— Compito richiesto —
Individua nei record riportati sotto tutte le righe che contengono la parola "wooden" e trascrivile.

— Dati mostrati —
──────────────────────────────

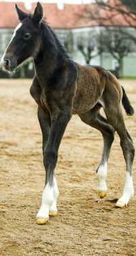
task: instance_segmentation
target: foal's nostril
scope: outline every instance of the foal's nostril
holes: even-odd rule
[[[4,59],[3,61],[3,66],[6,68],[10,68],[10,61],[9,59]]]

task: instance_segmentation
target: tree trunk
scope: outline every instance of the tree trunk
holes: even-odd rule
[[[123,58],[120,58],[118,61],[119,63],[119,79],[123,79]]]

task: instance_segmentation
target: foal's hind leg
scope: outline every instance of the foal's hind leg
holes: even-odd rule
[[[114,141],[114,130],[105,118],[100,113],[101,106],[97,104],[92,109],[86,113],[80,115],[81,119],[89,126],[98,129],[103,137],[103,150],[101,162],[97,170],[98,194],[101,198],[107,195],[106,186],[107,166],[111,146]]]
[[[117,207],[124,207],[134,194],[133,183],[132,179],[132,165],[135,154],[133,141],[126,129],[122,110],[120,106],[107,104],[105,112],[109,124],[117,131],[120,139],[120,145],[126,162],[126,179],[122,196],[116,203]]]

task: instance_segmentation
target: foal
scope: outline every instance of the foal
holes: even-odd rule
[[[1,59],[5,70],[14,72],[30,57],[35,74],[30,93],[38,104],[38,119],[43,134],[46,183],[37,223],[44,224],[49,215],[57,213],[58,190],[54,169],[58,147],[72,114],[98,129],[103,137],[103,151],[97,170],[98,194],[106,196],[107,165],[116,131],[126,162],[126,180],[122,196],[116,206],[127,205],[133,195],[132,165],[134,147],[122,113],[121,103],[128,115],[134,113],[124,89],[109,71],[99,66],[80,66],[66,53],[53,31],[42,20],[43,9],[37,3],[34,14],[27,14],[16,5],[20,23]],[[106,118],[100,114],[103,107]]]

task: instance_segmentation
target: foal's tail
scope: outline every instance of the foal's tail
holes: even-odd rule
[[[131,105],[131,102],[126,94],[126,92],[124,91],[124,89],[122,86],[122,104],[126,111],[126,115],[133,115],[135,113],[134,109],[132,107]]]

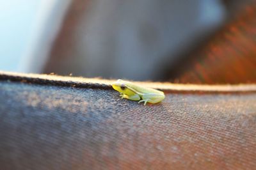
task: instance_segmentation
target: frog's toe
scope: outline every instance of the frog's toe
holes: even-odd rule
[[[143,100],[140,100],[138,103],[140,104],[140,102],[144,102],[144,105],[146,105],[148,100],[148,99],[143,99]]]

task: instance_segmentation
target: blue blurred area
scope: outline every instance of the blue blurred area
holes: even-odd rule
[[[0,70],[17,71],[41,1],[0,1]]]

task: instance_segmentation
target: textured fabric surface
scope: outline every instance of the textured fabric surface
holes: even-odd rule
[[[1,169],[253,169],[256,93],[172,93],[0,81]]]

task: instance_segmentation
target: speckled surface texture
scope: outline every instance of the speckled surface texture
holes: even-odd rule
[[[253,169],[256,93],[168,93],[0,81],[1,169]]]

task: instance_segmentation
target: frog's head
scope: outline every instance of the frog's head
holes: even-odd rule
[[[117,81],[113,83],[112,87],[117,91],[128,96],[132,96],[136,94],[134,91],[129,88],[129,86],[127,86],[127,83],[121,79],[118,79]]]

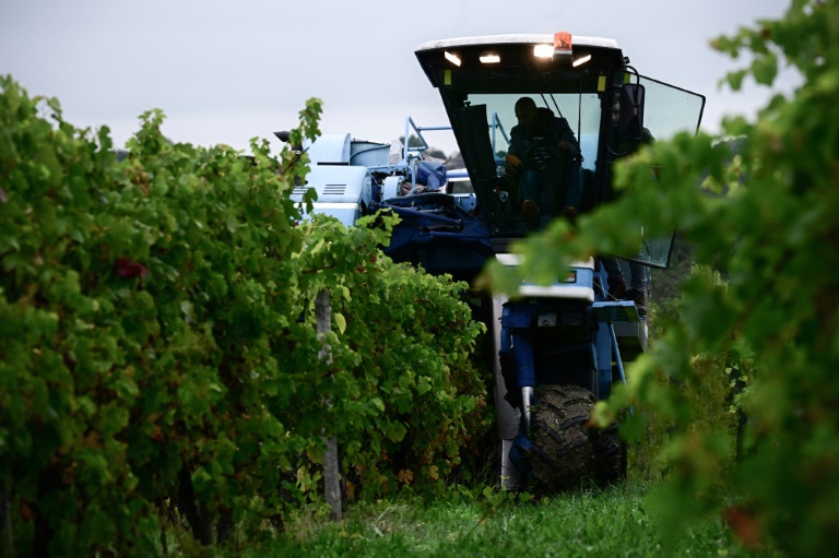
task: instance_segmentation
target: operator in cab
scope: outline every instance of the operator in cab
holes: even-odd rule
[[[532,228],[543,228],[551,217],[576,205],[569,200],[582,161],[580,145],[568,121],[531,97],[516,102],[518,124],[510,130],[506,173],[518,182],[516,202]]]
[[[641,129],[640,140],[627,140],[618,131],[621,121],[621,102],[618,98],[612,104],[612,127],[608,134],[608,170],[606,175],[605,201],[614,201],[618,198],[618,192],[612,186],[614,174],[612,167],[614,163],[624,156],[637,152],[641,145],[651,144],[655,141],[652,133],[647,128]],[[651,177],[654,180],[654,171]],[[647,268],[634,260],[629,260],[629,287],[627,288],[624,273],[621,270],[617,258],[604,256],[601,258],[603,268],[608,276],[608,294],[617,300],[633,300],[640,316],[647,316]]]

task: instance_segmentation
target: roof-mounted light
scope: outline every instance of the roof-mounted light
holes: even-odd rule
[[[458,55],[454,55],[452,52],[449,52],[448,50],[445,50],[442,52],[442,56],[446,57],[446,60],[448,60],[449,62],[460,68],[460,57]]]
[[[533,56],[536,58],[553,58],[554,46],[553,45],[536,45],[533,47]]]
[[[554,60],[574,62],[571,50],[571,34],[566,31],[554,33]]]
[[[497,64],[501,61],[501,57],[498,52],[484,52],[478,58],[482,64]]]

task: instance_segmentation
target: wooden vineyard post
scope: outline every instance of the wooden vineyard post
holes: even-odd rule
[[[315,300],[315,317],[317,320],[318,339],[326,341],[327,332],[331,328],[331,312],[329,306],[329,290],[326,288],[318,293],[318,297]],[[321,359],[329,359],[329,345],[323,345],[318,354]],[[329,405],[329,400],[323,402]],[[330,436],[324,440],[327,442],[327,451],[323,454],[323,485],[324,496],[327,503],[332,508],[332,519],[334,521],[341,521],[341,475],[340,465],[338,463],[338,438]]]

──────────────────────────────

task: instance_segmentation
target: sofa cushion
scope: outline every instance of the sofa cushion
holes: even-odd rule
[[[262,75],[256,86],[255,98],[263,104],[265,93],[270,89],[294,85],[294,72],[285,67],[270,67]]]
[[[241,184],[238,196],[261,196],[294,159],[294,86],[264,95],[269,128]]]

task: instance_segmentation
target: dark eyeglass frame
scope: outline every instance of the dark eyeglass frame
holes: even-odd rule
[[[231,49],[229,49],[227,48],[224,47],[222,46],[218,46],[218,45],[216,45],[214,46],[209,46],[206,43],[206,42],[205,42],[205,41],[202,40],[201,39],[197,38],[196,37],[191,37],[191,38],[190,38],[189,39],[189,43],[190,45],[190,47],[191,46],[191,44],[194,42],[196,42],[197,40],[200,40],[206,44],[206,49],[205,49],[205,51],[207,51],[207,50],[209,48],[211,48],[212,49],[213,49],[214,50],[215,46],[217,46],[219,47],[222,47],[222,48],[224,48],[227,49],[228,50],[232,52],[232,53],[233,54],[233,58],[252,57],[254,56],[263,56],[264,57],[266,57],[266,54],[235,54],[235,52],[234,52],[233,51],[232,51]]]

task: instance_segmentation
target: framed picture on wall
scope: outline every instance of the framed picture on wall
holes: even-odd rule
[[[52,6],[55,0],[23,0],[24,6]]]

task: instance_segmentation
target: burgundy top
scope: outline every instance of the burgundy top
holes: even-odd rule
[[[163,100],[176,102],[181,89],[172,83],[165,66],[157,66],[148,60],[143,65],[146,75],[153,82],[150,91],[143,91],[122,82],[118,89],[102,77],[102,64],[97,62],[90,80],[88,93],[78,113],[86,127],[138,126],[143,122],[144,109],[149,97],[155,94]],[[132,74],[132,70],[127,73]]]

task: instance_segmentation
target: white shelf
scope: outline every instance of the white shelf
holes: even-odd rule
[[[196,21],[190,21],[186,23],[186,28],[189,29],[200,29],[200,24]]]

──────────────────────────────

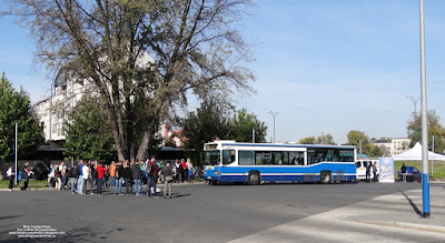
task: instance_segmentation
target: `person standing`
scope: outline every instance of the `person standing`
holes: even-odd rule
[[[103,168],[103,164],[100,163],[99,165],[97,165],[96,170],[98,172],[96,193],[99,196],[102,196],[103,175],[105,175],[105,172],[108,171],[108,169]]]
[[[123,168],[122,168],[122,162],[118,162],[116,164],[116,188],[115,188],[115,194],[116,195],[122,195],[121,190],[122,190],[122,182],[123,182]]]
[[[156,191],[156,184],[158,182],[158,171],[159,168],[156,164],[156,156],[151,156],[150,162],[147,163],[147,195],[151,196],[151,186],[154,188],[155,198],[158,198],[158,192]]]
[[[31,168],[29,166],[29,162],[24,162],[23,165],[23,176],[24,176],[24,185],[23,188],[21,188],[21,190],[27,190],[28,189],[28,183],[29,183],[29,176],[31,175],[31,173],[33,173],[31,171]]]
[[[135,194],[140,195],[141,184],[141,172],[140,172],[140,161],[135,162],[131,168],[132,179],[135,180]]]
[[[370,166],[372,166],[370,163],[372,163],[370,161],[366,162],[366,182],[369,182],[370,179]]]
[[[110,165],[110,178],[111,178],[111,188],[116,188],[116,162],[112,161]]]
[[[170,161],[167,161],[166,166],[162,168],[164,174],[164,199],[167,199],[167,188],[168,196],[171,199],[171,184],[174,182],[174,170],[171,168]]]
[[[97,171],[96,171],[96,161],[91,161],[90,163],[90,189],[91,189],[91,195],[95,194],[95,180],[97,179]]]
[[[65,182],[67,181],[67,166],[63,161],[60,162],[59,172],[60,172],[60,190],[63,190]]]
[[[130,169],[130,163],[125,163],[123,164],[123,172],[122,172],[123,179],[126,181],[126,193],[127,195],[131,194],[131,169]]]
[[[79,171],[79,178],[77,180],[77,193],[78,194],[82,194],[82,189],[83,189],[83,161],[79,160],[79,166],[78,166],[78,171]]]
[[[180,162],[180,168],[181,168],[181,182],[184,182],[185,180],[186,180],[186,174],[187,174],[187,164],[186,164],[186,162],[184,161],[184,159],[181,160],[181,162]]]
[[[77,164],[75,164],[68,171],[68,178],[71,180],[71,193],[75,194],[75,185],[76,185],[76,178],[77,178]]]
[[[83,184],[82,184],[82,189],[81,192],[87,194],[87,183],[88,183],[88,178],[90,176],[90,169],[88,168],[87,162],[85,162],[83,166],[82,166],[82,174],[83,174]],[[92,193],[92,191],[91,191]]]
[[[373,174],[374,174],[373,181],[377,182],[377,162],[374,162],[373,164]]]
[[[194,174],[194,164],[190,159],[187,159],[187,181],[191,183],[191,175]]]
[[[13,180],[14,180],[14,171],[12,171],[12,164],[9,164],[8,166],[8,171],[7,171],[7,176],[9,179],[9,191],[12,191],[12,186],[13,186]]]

──────────────────────────────

— Risposta completa —
target: wooden vineyard post
scope: outline every instance of the wooden vineyard post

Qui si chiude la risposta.